• [What is required] Copy out the items below verbatim, from their first line through the line that contains "684], [439, 715]]", with both of those lines included.

• [The data]
• • • • •

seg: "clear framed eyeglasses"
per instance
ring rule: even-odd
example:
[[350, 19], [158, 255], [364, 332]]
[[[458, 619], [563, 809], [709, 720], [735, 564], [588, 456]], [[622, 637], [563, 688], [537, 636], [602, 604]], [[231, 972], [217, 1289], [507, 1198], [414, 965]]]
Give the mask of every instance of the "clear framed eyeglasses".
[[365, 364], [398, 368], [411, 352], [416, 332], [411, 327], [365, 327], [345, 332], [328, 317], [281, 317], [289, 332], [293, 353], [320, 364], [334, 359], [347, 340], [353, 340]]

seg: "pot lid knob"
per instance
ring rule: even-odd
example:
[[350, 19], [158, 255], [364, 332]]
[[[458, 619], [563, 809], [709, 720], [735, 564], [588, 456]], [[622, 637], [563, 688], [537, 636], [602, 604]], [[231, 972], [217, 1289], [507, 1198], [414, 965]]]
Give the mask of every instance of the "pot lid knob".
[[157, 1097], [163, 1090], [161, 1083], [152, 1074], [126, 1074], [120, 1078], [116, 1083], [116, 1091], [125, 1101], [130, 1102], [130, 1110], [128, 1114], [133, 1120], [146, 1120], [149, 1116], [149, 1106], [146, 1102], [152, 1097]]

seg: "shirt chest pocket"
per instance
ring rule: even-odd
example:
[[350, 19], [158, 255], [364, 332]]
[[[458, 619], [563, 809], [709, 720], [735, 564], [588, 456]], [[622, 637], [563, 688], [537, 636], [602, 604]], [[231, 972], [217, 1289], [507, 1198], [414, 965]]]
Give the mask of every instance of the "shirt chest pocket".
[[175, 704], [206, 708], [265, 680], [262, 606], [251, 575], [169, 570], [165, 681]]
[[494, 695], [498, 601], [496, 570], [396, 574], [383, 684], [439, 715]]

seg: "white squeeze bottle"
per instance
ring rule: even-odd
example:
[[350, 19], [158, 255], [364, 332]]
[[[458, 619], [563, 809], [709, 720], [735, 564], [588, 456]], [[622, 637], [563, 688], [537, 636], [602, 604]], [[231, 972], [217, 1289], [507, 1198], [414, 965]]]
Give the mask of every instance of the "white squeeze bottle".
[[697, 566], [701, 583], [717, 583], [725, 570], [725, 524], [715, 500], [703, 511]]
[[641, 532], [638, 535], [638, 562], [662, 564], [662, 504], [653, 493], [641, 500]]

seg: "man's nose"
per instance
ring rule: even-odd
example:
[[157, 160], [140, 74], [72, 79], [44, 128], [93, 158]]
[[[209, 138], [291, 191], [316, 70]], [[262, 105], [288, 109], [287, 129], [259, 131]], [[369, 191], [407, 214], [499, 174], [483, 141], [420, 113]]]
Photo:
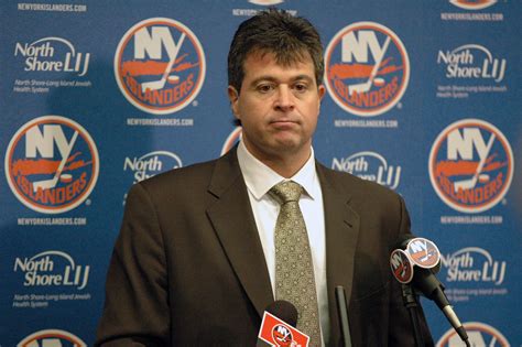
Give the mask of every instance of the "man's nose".
[[286, 85], [280, 85], [275, 100], [275, 108], [282, 111], [289, 111], [294, 108], [294, 95]]

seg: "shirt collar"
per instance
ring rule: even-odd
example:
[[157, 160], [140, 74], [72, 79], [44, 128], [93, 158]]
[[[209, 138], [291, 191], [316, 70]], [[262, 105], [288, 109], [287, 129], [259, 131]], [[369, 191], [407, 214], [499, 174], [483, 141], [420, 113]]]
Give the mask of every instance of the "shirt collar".
[[[289, 181], [253, 156], [242, 141], [239, 142], [237, 153], [239, 167], [241, 169], [247, 188], [255, 199], [261, 199], [275, 184], [282, 181]], [[312, 199], [317, 198], [319, 194], [319, 184], [315, 171], [313, 148], [306, 163], [290, 180], [301, 184], [305, 189], [306, 195]]]

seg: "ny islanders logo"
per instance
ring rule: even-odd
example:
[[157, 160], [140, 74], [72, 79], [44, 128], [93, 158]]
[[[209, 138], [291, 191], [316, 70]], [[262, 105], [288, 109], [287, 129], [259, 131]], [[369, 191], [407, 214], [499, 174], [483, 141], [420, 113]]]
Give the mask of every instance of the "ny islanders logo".
[[463, 213], [492, 208], [513, 177], [513, 152], [494, 126], [464, 119], [444, 129], [429, 153], [429, 178], [437, 195]]
[[399, 102], [410, 79], [401, 40], [384, 25], [358, 22], [341, 29], [325, 53], [325, 84], [344, 110], [371, 117]]
[[205, 54], [182, 23], [152, 18], [132, 26], [115, 56], [115, 75], [123, 96], [154, 115], [176, 112], [191, 104], [205, 79]]
[[77, 122], [44, 116], [22, 126], [6, 153], [11, 191], [26, 207], [59, 214], [81, 204], [96, 185], [98, 150]]

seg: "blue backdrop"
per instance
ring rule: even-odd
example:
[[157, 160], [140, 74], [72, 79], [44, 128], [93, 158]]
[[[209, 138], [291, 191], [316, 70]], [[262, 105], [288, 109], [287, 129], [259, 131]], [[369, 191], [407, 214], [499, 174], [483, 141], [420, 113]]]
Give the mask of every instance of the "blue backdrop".
[[271, 3], [323, 37], [318, 160], [405, 198], [476, 346], [522, 344], [519, 1], [155, 0], [0, 4], [1, 346], [94, 343], [126, 192], [238, 140], [228, 47]]

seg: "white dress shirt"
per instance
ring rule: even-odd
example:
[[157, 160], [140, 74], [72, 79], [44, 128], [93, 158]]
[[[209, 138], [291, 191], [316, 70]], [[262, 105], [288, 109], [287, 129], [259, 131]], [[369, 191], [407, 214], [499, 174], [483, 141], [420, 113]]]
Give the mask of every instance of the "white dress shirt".
[[275, 293], [274, 229], [281, 205], [268, 193], [275, 184], [282, 181], [294, 181], [304, 188], [304, 194], [300, 198], [300, 207], [306, 224], [312, 250], [324, 345], [328, 340], [329, 332], [328, 293], [326, 289], [325, 214], [323, 193], [315, 170], [314, 150], [312, 149], [312, 154], [306, 164], [290, 180], [279, 175], [254, 158], [242, 141], [239, 143], [237, 153], [269, 268], [273, 293]]

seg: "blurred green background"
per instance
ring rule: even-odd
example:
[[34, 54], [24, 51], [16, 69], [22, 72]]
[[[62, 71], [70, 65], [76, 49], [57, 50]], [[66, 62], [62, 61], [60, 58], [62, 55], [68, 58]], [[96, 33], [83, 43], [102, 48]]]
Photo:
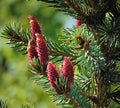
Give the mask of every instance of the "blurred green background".
[[[44, 35], [54, 41], [68, 18], [36, 0], [0, 0], [0, 32], [12, 22], [28, 28], [29, 15], [40, 21]], [[47, 93], [31, 80], [27, 56], [15, 52], [7, 41], [0, 37], [0, 99], [6, 100], [9, 108], [18, 108], [22, 104], [57, 108]]]

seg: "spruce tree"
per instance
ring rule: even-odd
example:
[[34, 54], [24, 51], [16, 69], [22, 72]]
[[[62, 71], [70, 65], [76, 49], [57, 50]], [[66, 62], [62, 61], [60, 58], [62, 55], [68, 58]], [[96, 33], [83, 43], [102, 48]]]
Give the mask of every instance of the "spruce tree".
[[59, 43], [43, 35], [35, 16], [29, 29], [3, 30], [12, 48], [28, 56], [35, 82], [63, 108], [114, 108], [113, 101], [119, 107], [119, 0], [38, 1], [72, 16], [76, 26], [64, 29]]

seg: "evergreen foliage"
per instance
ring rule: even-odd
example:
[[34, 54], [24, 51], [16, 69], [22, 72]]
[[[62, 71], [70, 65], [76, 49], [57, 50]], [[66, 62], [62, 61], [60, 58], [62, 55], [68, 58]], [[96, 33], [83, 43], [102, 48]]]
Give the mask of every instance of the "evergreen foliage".
[[[48, 62], [61, 65], [69, 57], [75, 68], [74, 82], [66, 89], [67, 78], [54, 81], [63, 87], [56, 93], [47, 78], [47, 66], [34, 58], [29, 68], [35, 82], [47, 91], [57, 105], [63, 108], [113, 107], [111, 100], [120, 105], [120, 11], [117, 0], [38, 0], [50, 7], [81, 20], [82, 25], [64, 29], [59, 43], [45, 38], [50, 51]], [[3, 31], [17, 51], [26, 53], [30, 31], [10, 25]], [[61, 70], [60, 70], [61, 72]], [[58, 74], [60, 75], [60, 72]]]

• • • • •

• [Response to this exercise]
seg: "clear framed eyeglasses"
per instance
ring rule: even-odd
example:
[[350, 19], [158, 255], [364, 332]]
[[[458, 619], [563, 809], [709, 720], [735, 564], [588, 456]], [[622, 637], [563, 688], [537, 636], [602, 604]], [[231, 972], [217, 1289], [507, 1198], [414, 965]]]
Give the mask of every instance of the "clear framed eyeglasses".
[[365, 364], [398, 368], [411, 352], [416, 332], [411, 327], [365, 327], [345, 332], [328, 317], [281, 317], [289, 332], [293, 353], [320, 364], [334, 359], [347, 340], [353, 340]]

seg: "pot lid knob"
per instance
ring rule: even-odd
example:
[[350, 19], [158, 255], [364, 332]]
[[[458, 619], [563, 809], [709, 720], [735, 564], [588, 456]], [[622, 637], [563, 688], [537, 636], [602, 604]], [[231, 972], [217, 1289], [507, 1198], [414, 965]]]
Give the mask of every instance of the "pot lid knob".
[[157, 1097], [163, 1090], [161, 1083], [152, 1074], [126, 1074], [120, 1078], [116, 1083], [116, 1091], [125, 1101], [130, 1102], [130, 1110], [128, 1114], [133, 1120], [146, 1120], [149, 1116], [149, 1106], [146, 1102], [152, 1097]]

seg: "shirt chest pocket"
per instance
ring rule: even-odd
example:
[[350, 19], [158, 255], [364, 332]]
[[[458, 619], [563, 809], [709, 720], [735, 564], [588, 456]], [[622, 637], [563, 688], [537, 636], [602, 604]], [[231, 972], [217, 1289], [507, 1198], [414, 965]]]
Give the mask of every instance of the "shirt chest pocket".
[[175, 704], [206, 708], [265, 680], [262, 606], [251, 575], [169, 570], [165, 681]]
[[494, 695], [498, 601], [496, 570], [396, 574], [383, 684], [439, 715]]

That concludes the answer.